§ **Extract to read**:
Last week Canadians celebrated Canada Day and people flooded into the sea of red and white to bask in the country’s glory. But what do Canadians take pride in exactly? We usually rank in the top five of “best places to live,” we invented basketball and lacrosse, Tim Hortons kicks Dunkin’ Donuts’ butt any day of the week and we claim Wayne Gretzky and hockey as our own (minus the Vancouver fiasco last month).
I’ll give you another: William Perehudoff. If that doesn’t ring a bell, it ought to; at 93 years old, he is one of Canada’s most prolific and influential painters.
When it comes to visual artists, most Canadians have heard of Andy Warhol, Jackson Pollock, and even contemporary American artists like Damien Hirst and Jeff Koons, but many would be hard-pressed to identify the Canadian counterparts to these household names.
Is the Canadian public simply indifferent to art or is it more symptomatic? The Glenbow Museum’s art curator, Colleen Sharpe, thinks it’s the latter.
“Our institutions and curators have failed the Canadian public,” she laments.
Sharpe is hopeful, however, that the Glenbow’s summer exhibition, The Optimism of Colour — a major retrospective of the Saskatchewan-based artist — will help turn that around by shedding some light on one of our nation’s most under-celebrated gems.
Originating at the Mendel Art Gallery in Saskatoon, The Optimism of Colour has travelled to Kamloops Art Gallery and has now made its way to Calgary, featuring over 60 works from Perehudoff’s impressive six-decade career.
Characterized by bold and expansive areas of colour, superimposed on a stained, watercolour-like background, Perehudoff’s paintings are eye candy. Simple geometry is prevalent in his works, but his compositions are anything but.
Reportedly, he preferred paintings imbued with “a kind of pulse,” meaning that the visual elements interact with one another in stimulating ways. His paintings certainly achieve that through unexpected combinations of hue, tonality and intensity. Spontaneous and constrained all at once, his works are akin to the uninhibited art of children in that they are intuitive, but upon closer inspection it is clear he had unequivocal mastery over his medium. His strokes suggest a rarely exhibited control and conviction.
The sheer scale of his works alone is mesmerizing. Sharpe says that even though the Glenbow is expansive, it’s still not an ideal venue, but recommends venturing up close (right before the security guard scolds you) and imagining what it must have been like to paint them.
“I tell people who are intimidated by modern art, ‘This is your man!’” Sharpe says. “He just really loved colour.”
So how does an untrained painter who spent most of his adult life in a rural environment, worlds away from creative centres, become championed, not just in the Prairie region, but across Canada and internationally?

§ **Brief 1**: In the article on William Perehudoff, at which gallery did the exhibition The Optimism of Colour originate?
§ **Brief 2**: Proceed with the article on William Perehudoff, continuing from its final sentence.
The records have no connection to the article on William Perehudoff.

§ **Extracted records**:
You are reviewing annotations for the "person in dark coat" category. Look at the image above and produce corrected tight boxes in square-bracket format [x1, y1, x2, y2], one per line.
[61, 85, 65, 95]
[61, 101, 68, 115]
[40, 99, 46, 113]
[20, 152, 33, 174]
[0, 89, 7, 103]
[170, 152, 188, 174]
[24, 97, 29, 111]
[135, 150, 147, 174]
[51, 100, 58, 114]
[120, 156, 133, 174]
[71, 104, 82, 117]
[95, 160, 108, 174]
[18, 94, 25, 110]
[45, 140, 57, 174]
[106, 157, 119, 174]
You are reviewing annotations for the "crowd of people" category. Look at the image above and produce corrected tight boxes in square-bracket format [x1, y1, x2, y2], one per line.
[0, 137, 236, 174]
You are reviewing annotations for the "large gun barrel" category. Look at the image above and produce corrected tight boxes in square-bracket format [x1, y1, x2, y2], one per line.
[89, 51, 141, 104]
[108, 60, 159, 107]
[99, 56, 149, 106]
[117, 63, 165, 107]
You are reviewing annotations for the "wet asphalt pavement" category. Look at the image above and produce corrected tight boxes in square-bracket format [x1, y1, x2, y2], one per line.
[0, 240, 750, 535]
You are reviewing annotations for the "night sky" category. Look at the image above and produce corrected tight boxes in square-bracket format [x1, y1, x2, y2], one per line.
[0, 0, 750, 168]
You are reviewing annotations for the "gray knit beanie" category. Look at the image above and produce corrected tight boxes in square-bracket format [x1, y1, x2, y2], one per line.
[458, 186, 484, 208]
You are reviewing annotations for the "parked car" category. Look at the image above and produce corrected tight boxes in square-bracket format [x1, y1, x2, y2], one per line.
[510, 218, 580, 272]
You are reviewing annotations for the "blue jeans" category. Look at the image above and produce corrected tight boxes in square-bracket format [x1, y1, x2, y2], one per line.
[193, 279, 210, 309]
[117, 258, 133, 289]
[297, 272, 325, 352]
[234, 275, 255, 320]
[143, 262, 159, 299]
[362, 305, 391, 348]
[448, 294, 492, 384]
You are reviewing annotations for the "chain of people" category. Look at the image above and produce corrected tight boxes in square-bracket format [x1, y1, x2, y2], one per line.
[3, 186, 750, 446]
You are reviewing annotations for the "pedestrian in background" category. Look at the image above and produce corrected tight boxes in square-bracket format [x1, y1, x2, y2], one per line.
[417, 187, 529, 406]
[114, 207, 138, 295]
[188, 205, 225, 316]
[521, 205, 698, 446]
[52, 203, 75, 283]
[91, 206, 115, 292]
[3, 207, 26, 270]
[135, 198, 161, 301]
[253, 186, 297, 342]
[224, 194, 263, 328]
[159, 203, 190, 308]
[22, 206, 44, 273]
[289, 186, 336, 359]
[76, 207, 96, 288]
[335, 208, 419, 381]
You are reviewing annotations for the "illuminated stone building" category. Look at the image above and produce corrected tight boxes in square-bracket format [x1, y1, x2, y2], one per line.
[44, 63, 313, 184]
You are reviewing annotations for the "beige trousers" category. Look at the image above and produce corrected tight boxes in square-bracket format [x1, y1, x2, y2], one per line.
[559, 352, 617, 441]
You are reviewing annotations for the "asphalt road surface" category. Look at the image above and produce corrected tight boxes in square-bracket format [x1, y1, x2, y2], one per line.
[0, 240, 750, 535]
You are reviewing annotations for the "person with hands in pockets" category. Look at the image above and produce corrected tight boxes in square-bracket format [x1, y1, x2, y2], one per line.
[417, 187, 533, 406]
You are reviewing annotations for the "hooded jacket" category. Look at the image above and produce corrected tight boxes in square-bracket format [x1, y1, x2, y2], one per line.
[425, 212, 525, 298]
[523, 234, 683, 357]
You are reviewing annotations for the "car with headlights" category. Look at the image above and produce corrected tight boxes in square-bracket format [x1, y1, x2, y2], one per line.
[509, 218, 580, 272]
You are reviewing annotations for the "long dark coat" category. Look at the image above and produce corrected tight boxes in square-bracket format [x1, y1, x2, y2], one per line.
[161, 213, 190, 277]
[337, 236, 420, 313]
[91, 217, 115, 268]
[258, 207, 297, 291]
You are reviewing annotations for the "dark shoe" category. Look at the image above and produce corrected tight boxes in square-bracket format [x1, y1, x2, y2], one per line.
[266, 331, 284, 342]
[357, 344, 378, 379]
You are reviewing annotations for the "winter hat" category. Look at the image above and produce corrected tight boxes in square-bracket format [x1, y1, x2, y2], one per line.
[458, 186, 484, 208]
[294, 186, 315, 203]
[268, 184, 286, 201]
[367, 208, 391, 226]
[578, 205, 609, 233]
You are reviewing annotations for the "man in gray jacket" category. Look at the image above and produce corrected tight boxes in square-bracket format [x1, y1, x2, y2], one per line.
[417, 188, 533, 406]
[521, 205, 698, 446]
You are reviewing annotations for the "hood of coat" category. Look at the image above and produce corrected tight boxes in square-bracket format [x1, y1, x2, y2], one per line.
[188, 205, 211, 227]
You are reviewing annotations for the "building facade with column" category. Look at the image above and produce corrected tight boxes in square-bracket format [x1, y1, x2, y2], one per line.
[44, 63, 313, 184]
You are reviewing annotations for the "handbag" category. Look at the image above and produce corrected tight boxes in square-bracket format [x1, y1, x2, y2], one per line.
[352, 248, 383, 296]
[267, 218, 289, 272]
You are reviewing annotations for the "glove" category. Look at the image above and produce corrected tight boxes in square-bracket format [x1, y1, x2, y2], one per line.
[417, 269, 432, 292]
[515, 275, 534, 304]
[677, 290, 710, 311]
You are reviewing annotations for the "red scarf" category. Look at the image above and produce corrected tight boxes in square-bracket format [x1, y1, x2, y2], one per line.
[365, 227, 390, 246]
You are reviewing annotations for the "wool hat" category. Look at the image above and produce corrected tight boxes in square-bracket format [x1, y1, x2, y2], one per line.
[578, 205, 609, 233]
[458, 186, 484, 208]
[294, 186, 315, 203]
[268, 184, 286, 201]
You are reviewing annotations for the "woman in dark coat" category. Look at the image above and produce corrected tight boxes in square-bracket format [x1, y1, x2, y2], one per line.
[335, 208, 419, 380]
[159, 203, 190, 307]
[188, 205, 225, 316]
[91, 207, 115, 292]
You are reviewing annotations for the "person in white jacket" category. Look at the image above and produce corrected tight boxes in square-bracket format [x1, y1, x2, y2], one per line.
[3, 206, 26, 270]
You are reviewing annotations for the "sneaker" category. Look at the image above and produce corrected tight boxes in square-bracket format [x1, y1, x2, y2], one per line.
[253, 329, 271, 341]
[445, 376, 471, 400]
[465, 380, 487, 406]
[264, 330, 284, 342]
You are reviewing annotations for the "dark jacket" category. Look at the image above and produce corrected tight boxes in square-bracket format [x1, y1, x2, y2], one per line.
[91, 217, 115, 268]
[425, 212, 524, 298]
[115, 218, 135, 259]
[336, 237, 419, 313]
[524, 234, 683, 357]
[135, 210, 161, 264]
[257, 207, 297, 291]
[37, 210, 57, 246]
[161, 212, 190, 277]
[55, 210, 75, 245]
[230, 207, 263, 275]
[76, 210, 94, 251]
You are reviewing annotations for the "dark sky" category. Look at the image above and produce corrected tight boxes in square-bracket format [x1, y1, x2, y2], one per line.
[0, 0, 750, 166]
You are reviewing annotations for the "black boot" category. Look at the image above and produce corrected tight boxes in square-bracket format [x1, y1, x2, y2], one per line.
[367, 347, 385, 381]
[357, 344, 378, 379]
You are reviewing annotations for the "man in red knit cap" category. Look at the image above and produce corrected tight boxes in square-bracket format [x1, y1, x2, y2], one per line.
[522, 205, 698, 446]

§ **Response area 1**: The Mendel Art Gallery in Saskatoon.

§ **Response area 2**:
Well, like any remarkable story, you must start from the beginning. That is why the Glenbow prefaces Perehudoff’s works with a series of paintings belonging to the Regina Five, the group credited as the first wave of abstract artists in Western Canada. These five forward-thinking artists created bold, non-figurative paintings, paving the way for what was to follow.
While the vast majority of the paintings exhibited are reflective of the work Perehudoff is best known for, a few of his lesser known, figurative works, including one of his celebrated murals, are on display to highlight the progression.
Perehudoff started as a landscape artist and gradually became more abstract until he let go of using external references altogether. Still, many point to an undeniable relationship between his love for neat geometry and clear delineations to his affiliation with the prairie’s panoramic skies, punctuated road grids, and expansive wheat fields.
That Perehudoff’s sense of self was deeply rooted in place is evident in his choice to remain in the Prairies and continue farming for all his life, despite many artists’ natural tendency to seek more creative, urban environments.
But his decision to stay paid off. Thanks to the Emma Lake Artists workshops initiated by Regina Five member Kenneth Lochhead, Saskatchewan was put on the creative map, and the workshops attracted big-name artists and critics alike, who would come to highly regard Perehudoff’s mastery of colour. It was an exciting time in Canada, and Perehudoff was at the centre of it all.
Despite the praise he received within these circles, Perehudoff remained humble and relatively unaffected by the theoretical, and at times, elitist impositions that accompany high art.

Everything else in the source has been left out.